-- START OF SELECTED EXCERPT --

The method comprises steps of (a) capturing at least one image of
an array pattern comprising a plurality of interest points with at
least one camera; (b) processing said at least one camera image to
determine a provisional location of at least one interest point on
the at least one image; and (c) refining the provisional position
of said at least one interest point on the at least one image. The
refining is preferably done by (i) selecting a partial area of the
image that includes at least one interest point and at least a
portion of at least two edges that meet at or near the interest
point; (ii) defining at least a first and second set of edge points
representative of said at least two intersecting edges; (iii)
applying regression analysis to the first and second sets of edge
points, respectively; and (iv) determining a refined position of
the at least one interest point as the intersection of regression
functions representative of the first and second sets of edge
points. Also provided is an image capture system comprising: at
least one land-based mobile robot; at least two cameras that are
fixedly mounted on each said at least one mobile robot; and a
processing module, adapted to (i) receive and store image data
obtained by the cameras of at least one array pattern that
comprises a plurality of interest points; (ii) process said image
data to determine a provisional location of the interest points on
each captured image; (iii) refine the provisional location of the
interest points by regression analysis of data points
representative of at least two edges that meet at or near the
interest points, the refined location being determined as the
intersection of regression curves thereby obtained; and (iv)

-- END OF SELECTED EXCERPT --
-- START OF EXTRACTED MATERIAL --

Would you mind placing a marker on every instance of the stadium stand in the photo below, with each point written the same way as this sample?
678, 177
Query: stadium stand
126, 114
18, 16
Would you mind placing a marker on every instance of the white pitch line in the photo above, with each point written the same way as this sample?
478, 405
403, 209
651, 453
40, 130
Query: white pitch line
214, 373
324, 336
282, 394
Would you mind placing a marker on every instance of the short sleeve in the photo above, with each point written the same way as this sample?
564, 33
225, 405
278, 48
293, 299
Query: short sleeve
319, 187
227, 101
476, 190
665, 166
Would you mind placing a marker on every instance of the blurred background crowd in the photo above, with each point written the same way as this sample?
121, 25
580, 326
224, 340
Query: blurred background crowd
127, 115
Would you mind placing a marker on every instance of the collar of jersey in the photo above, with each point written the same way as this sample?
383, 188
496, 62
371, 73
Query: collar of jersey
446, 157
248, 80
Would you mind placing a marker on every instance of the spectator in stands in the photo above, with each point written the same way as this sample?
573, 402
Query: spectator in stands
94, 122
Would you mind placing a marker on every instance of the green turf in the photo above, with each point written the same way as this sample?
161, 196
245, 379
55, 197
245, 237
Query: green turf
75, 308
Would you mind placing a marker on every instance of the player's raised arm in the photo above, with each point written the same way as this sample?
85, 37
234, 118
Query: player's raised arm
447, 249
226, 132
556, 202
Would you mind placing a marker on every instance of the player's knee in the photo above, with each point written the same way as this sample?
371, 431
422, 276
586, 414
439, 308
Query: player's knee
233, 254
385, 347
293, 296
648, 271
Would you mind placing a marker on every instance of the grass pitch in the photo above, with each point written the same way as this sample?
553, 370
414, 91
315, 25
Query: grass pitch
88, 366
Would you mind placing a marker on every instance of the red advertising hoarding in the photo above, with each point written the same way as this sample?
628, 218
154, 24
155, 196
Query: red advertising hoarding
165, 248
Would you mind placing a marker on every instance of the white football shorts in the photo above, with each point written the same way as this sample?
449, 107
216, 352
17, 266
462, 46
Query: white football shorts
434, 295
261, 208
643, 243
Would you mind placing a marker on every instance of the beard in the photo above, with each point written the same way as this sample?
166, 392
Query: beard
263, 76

-- END OF EXTRACTED MATERIAL --

- **PROBLEM DETAILS**: Repeat, word for word, the excerpt above about locating and refining interest points in camera images.

- **EXERCISE ANSWER**:
The method comprises steps of (a) capturing at least one image of
an array pattern comprising a plurality of interest points with at
least one camera; (b) processing said at least one camera image to
determine a provisional location of at least one interest point on
the at least one image; and (c) refining the provisional position
of said at least one interest point on the at least one image. The
refining is preferably done by (i) selecting a partial area of the
image that includes at least one interest point and at least a
portion of at least two edges that meet at or near the interest
point; (ii) defining at least a first and second set of edge points
representative of said at least two intersecting edges; (iii)
applying regression analysis to the first and second sets of edge
points, respectively; and (iv) determining a refined position of
the at least one interest point as the intersection of regression
functions representative of the first and second sets of edge
points. Also provided is an image capture system comprising: at
least one land-based mobile robot; at least two cameras that are
fixedly mounted on each said at least one mobile robot; and a
processing module, adapted to (i) receive and store image data
obtained by the cameras of at least one array pattern that
comprises a plurality of interest points; (ii) process said image
data to determine a provisional location of the interest points on
each captured image; (iii) refine the provisional location of the
interest points by regression analysis of data points
representative of at least two edges that meet at or near the
interest points, the refined location being determined as the
intersection of regression curves thereby obtained; and (iv)